══ SELECTED EXCERPT ══
CHAPTER 3: OWNER BIM FOR FM GUIDELINES

An owner needs to know what to ask for from the project team in order to get useful results for FM. This chapter presents a selection of owner guidelines that have been developed by public and private agencies that are used to specify their goals and expectations at each stage of the design, construction, and turnover process. All of the guidelines require that the project team develop a BIM execution plan (BEP) that specifies how the team will meet their requirements. A less experienced owner is advised to either hire a consultant or work with a knowledgeable contractor, architect, or engineer on their first or second projects to increase the likelihood of good results. Software vendors that market BIM FM integration applications are another source of practical knowledge. As in every other complex field, experience is an important component of success.

The General Services Administration (GSA) guidelines are presented in considerable detail as this agency has devoted a large effort involving both internal and external experts to define their goals, work processes, and information standards. Reviewing this standard will provide the user with a good understanding of the problems that need to be addressed by an owner, although they may not choose to use the same solution to these issues.

A selection of owner BIM guidlelines are summarized to give a picture of the variations that currently exist among agencies. Since BIM FM integration is relatively new, not all guidelines cover the requirements for this integration. However, it is likely that almost all will in the future.

CHAPTER 4: LEGAL ISSUES WHEN CONSIDERING BIM FOR FACILITIES MANAGEMENT

This chapter addresses four main issues, from a legal perspective, that owners implementing BIM for FM should consider:

In addition, the chapter discusses three additional issues: (1) whether the use of BIM will increase liability of the other parties, (2) how an integrated project delivery (IPD) environment affects reliance on BIM, and (3) whether insurance will cover the parties’ respective BIM-related work. All of these issues should be considered at the outset of the project and addressed with good contractual language.

CHAPTER 5: USING COBie

This chapter begins by describing the motives behind the COBie project. The spreadsheet format for COBie is described. Steps to implement COBie at a facility management office and ongoing work complete this chapter. The authoritative source for information about COBie is the Whole Building Design Guide’s COBie web site, where technical documentation, example models, and instructional videos can be found.
═══
══ DATASET CONTENT ══
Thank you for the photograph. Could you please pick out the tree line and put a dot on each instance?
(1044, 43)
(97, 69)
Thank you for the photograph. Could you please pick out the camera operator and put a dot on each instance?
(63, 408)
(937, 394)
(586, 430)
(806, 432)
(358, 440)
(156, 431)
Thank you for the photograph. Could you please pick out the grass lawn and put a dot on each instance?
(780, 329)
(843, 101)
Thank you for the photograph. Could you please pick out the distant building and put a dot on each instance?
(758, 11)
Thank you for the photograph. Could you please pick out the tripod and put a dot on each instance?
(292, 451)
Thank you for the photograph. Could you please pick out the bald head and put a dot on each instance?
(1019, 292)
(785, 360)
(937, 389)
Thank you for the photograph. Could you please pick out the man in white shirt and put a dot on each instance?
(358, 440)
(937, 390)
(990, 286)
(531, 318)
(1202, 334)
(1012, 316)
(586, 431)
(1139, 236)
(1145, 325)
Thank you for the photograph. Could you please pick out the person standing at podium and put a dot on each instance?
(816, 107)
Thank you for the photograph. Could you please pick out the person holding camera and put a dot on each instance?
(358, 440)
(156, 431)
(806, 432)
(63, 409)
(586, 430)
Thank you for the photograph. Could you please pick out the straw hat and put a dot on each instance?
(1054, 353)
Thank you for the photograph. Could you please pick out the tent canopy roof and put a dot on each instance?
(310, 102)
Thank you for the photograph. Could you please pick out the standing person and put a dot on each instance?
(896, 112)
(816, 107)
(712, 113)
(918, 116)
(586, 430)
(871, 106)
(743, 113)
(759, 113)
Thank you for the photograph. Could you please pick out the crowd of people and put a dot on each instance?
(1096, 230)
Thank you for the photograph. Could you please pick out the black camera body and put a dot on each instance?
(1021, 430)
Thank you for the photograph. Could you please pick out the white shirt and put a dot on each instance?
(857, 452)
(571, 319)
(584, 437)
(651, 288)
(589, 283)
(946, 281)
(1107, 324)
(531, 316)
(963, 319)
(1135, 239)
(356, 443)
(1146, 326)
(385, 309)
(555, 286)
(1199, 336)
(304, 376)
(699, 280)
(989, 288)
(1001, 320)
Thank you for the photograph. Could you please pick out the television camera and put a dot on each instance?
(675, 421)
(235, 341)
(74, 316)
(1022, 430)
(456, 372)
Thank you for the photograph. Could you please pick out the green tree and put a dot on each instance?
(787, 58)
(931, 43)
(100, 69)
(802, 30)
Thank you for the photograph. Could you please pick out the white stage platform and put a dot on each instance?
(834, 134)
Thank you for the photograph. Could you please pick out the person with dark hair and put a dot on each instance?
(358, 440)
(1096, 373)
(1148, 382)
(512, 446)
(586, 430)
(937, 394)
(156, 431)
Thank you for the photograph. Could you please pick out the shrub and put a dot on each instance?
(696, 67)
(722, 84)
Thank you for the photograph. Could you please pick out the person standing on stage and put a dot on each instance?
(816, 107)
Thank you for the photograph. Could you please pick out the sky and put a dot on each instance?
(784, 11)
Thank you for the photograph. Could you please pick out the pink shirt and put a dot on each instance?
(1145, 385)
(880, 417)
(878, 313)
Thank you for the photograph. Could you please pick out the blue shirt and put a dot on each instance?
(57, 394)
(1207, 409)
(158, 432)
═══
══ DATASET CONTENT ══
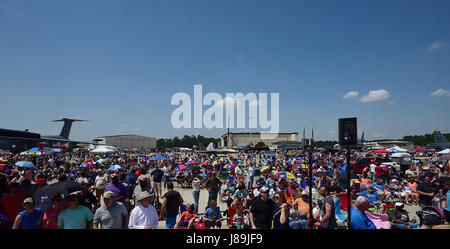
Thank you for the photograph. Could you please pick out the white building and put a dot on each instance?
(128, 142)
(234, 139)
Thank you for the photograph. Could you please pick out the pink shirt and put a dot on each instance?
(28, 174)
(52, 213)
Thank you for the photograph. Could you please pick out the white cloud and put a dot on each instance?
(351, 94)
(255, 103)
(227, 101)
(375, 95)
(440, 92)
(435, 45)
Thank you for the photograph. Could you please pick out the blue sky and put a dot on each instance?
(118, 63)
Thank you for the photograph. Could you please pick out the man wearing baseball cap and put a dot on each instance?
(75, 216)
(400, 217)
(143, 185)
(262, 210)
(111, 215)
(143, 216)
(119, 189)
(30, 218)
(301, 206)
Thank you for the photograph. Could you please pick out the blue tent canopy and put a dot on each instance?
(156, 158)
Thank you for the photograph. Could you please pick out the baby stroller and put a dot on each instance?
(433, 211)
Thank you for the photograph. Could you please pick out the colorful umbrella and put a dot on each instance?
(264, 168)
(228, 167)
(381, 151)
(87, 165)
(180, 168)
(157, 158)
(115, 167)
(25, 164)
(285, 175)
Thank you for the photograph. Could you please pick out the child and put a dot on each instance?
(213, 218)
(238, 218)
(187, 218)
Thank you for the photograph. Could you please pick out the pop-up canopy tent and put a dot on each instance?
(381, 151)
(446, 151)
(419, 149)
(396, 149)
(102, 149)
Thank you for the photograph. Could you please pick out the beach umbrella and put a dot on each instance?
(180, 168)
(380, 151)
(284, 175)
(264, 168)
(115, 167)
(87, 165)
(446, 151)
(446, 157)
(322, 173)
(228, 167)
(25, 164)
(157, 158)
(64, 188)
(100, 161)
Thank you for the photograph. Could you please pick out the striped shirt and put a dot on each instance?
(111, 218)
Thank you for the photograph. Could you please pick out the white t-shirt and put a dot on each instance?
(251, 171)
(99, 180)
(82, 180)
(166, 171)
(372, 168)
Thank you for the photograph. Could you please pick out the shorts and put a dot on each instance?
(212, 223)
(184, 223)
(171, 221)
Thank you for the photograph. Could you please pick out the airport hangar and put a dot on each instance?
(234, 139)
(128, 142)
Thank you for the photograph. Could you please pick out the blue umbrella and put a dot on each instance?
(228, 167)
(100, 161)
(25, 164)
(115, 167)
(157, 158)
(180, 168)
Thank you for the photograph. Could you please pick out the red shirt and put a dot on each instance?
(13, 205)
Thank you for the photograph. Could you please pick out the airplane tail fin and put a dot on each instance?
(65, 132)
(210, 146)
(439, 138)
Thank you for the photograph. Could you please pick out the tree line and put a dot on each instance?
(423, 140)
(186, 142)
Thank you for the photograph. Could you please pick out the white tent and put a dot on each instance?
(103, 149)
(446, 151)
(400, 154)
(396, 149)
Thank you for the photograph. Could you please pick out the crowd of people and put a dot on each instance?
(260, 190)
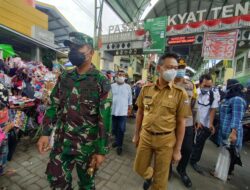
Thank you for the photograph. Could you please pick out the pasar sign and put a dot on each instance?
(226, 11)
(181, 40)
═══
══ DATASET CONTENT ══
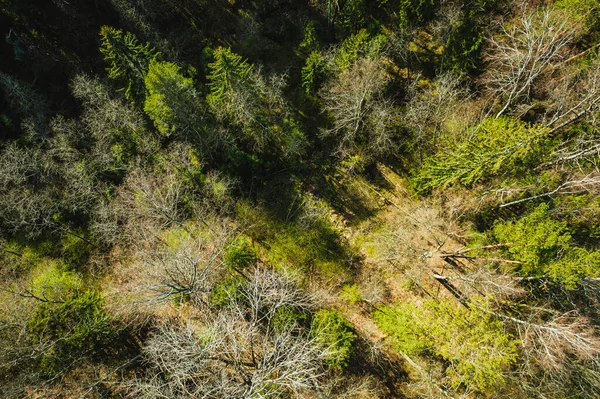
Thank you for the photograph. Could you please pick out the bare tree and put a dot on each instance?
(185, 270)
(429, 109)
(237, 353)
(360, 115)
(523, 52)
═══
TASK LIST:
- A) In the chapter summaries, what is named as the authoritative source for information about COBie?
- B) Please reproduce everything in the chapter summaries from "The General Services" down to "in the future.".

RESULTS IN ORDER:
- A) The Whole Building Design Guide's COBie web site.

- B)
The General Services Administration (GSA) guidelines are presented in considerable detail as this agency has devoted a large effort involving both internal and external experts to define their goals, work processes, and information standards. Reviewing this standard will provide the user with a good understanding of the problems that need to be addressed by an owner, although they may not choose to use the same solution to these issues.

A selection of owner BIM guidlelines are summarized to give a picture of the variations that currently exist among agencies. Since BIM FM integration is relatively new, not all guidelines cover the requirements for this integration. However, it is likely that almost all will in the future.